Make an exact transcription of the material, leaving out all images.

--- Provided entries ---

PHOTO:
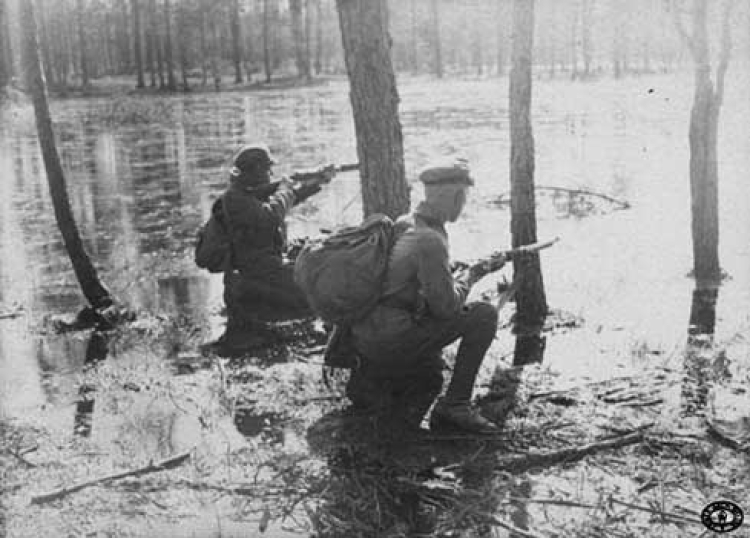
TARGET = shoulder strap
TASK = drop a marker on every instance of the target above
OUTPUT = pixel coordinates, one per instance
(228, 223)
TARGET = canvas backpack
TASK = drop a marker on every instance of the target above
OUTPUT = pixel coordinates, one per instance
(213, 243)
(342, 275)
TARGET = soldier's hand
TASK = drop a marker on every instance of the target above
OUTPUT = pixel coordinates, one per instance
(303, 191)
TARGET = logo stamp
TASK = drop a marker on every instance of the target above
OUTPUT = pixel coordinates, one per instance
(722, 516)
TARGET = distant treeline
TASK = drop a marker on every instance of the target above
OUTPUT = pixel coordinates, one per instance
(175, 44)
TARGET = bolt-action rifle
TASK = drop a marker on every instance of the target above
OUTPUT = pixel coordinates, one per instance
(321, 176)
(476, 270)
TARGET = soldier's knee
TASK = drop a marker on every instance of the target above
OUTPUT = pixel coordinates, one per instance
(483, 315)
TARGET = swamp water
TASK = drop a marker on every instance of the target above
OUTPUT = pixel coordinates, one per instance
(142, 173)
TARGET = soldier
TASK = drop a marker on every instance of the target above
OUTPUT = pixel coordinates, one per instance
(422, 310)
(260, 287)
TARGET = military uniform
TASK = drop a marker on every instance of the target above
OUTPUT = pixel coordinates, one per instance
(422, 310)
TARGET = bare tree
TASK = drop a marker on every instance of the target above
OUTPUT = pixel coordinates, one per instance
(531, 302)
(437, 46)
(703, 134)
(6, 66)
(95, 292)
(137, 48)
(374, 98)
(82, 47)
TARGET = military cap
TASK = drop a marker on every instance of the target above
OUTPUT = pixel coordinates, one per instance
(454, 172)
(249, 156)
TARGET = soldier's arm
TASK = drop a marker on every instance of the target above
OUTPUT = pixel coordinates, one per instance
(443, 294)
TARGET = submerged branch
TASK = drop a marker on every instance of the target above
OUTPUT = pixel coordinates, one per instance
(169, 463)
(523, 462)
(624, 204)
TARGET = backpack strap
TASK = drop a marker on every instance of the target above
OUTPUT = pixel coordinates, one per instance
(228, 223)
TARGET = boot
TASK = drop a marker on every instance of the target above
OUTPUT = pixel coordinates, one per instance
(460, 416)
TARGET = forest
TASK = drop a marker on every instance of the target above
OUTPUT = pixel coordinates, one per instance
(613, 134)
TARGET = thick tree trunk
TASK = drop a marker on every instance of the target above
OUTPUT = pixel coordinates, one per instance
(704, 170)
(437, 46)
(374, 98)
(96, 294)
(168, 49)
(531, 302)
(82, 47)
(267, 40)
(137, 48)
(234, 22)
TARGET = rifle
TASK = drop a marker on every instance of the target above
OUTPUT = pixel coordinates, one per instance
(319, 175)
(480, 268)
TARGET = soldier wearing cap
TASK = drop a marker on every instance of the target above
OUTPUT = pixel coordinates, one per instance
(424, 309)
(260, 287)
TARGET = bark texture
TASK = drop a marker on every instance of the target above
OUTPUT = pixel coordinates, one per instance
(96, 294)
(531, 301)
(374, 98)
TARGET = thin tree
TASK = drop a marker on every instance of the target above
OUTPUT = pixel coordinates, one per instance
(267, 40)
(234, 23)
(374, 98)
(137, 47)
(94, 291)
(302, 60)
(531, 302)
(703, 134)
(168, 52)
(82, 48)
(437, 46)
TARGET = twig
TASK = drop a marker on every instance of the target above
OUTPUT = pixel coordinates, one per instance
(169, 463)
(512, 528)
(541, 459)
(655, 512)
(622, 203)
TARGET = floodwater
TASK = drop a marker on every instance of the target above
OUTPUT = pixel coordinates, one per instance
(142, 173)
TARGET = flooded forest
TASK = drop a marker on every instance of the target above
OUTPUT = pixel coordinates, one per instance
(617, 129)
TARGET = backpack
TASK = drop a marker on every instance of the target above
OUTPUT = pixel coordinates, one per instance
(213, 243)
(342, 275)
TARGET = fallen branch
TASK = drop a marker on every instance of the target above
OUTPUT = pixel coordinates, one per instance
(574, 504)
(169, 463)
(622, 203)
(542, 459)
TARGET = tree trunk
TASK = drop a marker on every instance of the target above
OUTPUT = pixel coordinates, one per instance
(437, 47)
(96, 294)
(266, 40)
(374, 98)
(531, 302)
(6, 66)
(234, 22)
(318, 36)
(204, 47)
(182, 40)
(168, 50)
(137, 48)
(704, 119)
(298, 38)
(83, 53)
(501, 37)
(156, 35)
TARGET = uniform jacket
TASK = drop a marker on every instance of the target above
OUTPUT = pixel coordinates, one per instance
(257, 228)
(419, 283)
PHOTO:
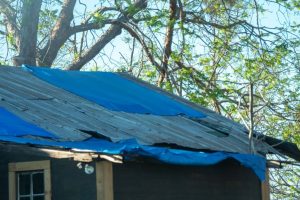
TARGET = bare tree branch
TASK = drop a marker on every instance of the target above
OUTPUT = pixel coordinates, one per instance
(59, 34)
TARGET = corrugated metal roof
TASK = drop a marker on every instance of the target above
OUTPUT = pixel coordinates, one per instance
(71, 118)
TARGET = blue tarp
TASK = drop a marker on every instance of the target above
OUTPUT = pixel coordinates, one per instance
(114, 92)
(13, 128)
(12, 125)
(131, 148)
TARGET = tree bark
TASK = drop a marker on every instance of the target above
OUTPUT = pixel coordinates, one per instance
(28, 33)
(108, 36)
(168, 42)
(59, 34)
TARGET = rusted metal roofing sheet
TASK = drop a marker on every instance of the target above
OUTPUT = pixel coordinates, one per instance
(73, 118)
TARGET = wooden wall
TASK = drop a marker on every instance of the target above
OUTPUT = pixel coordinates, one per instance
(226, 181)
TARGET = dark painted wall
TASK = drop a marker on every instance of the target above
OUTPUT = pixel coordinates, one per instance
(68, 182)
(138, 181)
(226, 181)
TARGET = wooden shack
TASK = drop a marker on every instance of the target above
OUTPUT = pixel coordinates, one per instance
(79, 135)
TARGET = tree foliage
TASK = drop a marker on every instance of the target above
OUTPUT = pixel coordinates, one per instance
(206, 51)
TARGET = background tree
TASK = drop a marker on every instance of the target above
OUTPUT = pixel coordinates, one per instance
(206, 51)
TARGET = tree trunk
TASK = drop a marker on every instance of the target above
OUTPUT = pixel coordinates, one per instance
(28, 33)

---

-- Final answer --
PHOTO:
TARGET = shoulder strap
TASK = drop a marker on every instance of the target above
OUTPUT = pixel coordinates, one per instance
(228, 223)
TARGET = canvas backpack
TASK = drop a marker on every instance of the target above
OUTPUT = pixel coordinates, one per instance
(213, 243)
(342, 275)
TARGET = soldier's hand
TASK = drop a marker on every instance of the target above
OUTPUT = pixel coordinates, one per instance
(303, 191)
TARGET = logo stamp
TASK = drop a marker on every instance of the target above
OUTPUT = pixel coordinates, one per instance
(722, 516)
TARGET = distant treeline
TASK = drop a marker on every instance of the target above
OUTPUT = pixel coordinates, one per instance
(175, 44)
TARGET = bolt-action rifle
TASK = drop a marker on every instance of the target above
OUTPUT = pixel coordinates, one per instance
(321, 176)
(476, 270)
TARGET = soldier's knee
TASK = drop a marker on every instance of the target above
OUTPUT = pixel coordinates, one per instance
(483, 315)
TARGET = swamp water
TASK = drop a marker on every instance of the target above
OUTPUT = pixel coordinates, one per instance
(142, 173)
TARGET = soldier
TASK = drop a marker on every instance of the target above
OUTPUT = pixel coordinates, one per instance
(422, 310)
(260, 287)
TARGET = military uniform
TASK = drop a marker on every instance of the target above
OUTPUT = pixel coordinates, one per instance
(422, 310)
TARGET = bare tree
TASK = drop a marker on every instance of the target above
OUTPUT = pixel coordinates, one per instance
(531, 302)
(437, 46)
(703, 134)
(6, 66)
(95, 292)
(137, 48)
(374, 98)
(82, 47)
TARGET = military cap
TASK = drop a marker on every instance of the target above
OUTPUT = pixel coordinates, one per instance
(454, 172)
(249, 156)
TARGET = soldier's arm
TASK = drop a marker on every instance of the target above
OUTPUT = pixel coordinates, one per instance
(443, 294)
TARGET = submerged branch
TASK = drop a marker on every instance of the target above
OUTPUT = pixel coordinates, one per instance
(169, 463)
(523, 462)
(624, 204)
TARGET = backpack strap
TASK = drop a marker on every instance of the target above
OUTPUT = pixel coordinates, one per instance
(228, 223)
TARGET = boot
TASK = drop a marker on every instance of the target above
OUTPUT = pixel coordinates, one per instance
(460, 416)
TARGET = forest
TASK = drop a marker on every instance of the target above
OUTPUT = pixel coordinates, one per instance
(613, 134)
TARGET = thick tree trunk
TASK = drop a marker on every instance of the target above
OUTPUT = pixel coordinates, one per instance
(704, 170)
(437, 46)
(374, 98)
(96, 294)
(168, 49)
(531, 302)
(82, 47)
(267, 40)
(137, 48)
(234, 22)
TARGET = rifle
TASK = drop a marker on every instance of the target above
OUTPUT = pixel coordinates, one per instance
(319, 175)
(480, 268)
TARGET = soldier wearing cap
TASK = drop a marker on every instance of the target above
OUTPUT = pixel coordinates, one per instance
(424, 309)
(260, 287)
TARGET = bark texture
TASK = drop a marker on every instance of the target above
OUTPUT = pixel coordinates, one per instance
(96, 294)
(531, 301)
(374, 98)
TARGET = thin tree
TASK = drop a marker on every instance of the target above
OUTPUT = pixel coordinates, one per instance
(267, 40)
(234, 23)
(374, 98)
(137, 47)
(94, 291)
(302, 60)
(531, 302)
(703, 134)
(168, 52)
(82, 48)
(437, 46)
TARGET = twig
TASK = drop a marker on every instance of the target above
OUTPUT = pixel coordinates, one per instance
(169, 463)
(512, 528)
(541, 459)
(655, 512)
(622, 203)
TARGET = floodwater
TASK = drop a marker on every instance of the target above
OUTPUT = pixel coordinates, one per instance
(142, 173)
TARGET = flooded forest
TASK = drop a marker on every instance of the target above
OUTPUT = pixel coordinates, one per instance
(617, 129)
TARGET = backpack
TASK = drop a marker on every instance of the target above
OUTPUT = pixel coordinates, one per instance
(213, 243)
(342, 275)
TARGET = fallen branch
TASK = drop a marker on every instance of the target above
OUTPUT = pixel coordinates, one per instance
(574, 504)
(169, 463)
(622, 203)
(542, 459)
TARGET = tree trunk
TASK = drop a marker on every instance of the target above
OUTPUT = pixel coordinates, one per instance
(437, 47)
(96, 294)
(266, 40)
(374, 98)
(531, 302)
(6, 66)
(234, 22)
(318, 36)
(204, 47)
(182, 40)
(168, 50)
(137, 48)
(704, 119)
(298, 38)
(83, 53)
(501, 37)
(156, 35)
TARGET = uniform jacket
TASK = drop a marker on every instance of the target above
OUTPUT = pixel coordinates, one per instance
(257, 228)
(419, 283)
PHOTO:
TARGET = bare tree branch
TASK = drop a marker on every instance of the target above
OUTPUT = pixel coordinates, one per instance
(59, 34)
TARGET = corrugated metal roof
TASK = drop a marker on every instance of the target above
OUTPUT = pixel coordinates, one per instance
(71, 118)
TARGET = blue tarp
TASK = drop a marker on every instance of the target above
OUTPUT = pixel coordinates, one per instance
(114, 92)
(13, 128)
(12, 125)
(131, 148)
TARGET = tree bark
TASK = drop a marker on every instance of the target above
OUTPUT = pixel coordinates, one per instance
(28, 33)
(108, 36)
(168, 42)
(59, 34)
TARGET = rusted metal roofing sheet
TASK = drop a marker on every instance of the target above
OUTPUT = pixel coordinates, one per instance
(73, 118)
TARGET = wooden wall
TASK = drop a marker on every instance of the target above
OUTPUT = pixel coordinates, one per instance
(226, 181)
TARGET = dark painted wall
TASK = drop a marker on every instance of the target above
OUTPUT = pixel coordinates, one per instance
(68, 182)
(138, 181)
(226, 181)
TARGET = wooden shack
TASK = drop a marker on every instance of the target above
OUTPUT = pixel coordinates, one per instance
(79, 135)
TARGET = tree foliage
TASK = drop a marker on every instance of the target above
OUTPUT = pixel coordinates, one per instance
(206, 51)
TARGET = background tree
TASK = drop a marker on every instance of the target above
OUTPUT = pixel coordinates, one per instance
(206, 51)
TARGET = tree trunk
TASK = drop a marker on every instance of the target above
OUTPUT = pixel coordinates, one per instance
(28, 33)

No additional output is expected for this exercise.